Task brief —
Render every line of the entries below as a Markdown table with the columns "Row" and "Entry line," numbering the rows and skipping any blank lines. Leave the pictures out of the table.

Materials provided —
========
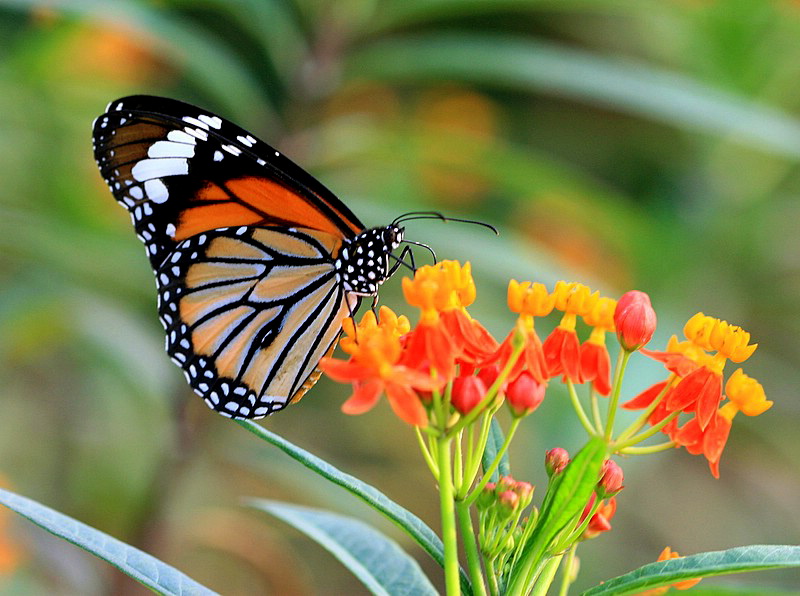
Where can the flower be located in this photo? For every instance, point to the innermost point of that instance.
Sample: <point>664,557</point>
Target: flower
<point>445,331</point>
<point>374,368</point>
<point>635,320</point>
<point>467,392</point>
<point>709,440</point>
<point>562,348</point>
<point>555,460</point>
<point>524,394</point>
<point>747,394</point>
<point>595,361</point>
<point>601,520</point>
<point>529,300</point>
========
Final result —
| Row | Entry line |
|---|---|
| 1 | Where can the flower be located in this photo? For every instance, point to the innermost point of that instance. |
| 2 | Sample: <point>664,557</point> |
| 3 | Target: flower |
| 4 | <point>445,331</point> |
| 5 | <point>374,368</point> |
| 6 | <point>635,320</point> |
| 7 | <point>467,392</point> |
| 8 | <point>709,440</point> |
| 9 | <point>562,348</point> |
| 10 | <point>555,460</point> |
| 11 | <point>524,394</point> |
| 12 | <point>747,394</point> |
| 13 | <point>595,361</point> |
| 14 | <point>601,520</point> |
| 15 | <point>529,300</point> |